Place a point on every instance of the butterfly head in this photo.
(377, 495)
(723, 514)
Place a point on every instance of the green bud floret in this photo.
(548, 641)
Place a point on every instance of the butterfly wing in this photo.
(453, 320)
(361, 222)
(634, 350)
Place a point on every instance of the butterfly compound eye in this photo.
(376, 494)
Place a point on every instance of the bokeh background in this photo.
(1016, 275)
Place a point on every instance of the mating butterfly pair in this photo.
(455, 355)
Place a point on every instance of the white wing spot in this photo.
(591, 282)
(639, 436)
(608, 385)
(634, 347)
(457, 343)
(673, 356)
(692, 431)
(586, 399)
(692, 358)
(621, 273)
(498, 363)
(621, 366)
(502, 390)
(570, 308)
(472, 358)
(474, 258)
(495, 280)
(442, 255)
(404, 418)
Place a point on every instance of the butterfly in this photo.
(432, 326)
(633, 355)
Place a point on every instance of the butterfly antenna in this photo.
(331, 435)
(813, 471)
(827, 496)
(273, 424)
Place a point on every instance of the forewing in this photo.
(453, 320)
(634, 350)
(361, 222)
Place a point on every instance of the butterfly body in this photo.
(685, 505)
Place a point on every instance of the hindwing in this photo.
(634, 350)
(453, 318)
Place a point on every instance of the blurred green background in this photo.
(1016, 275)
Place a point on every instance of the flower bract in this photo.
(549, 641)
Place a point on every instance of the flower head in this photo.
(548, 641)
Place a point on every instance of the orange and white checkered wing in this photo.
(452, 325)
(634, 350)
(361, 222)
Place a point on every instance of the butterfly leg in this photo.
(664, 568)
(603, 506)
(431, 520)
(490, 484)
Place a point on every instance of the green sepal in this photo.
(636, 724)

**What this task involves**. Rescale the part of the data that opens with the line containing "Place a point on every instance of the butterfly leg" and closes at the end of the data. Write out every line of that part again, keeping the lines that ask for points unchanged, and multiply each point coordinate by 1.7, rounding to a whole number with halves rounded up.

**Full answer**.
Place a point on every instance of the butterfly leg in this photo.
(1129, 966)
(1025, 860)
(733, 884)
(833, 823)
Place a point on every instance of the green sepal in this photo.
(1081, 1231)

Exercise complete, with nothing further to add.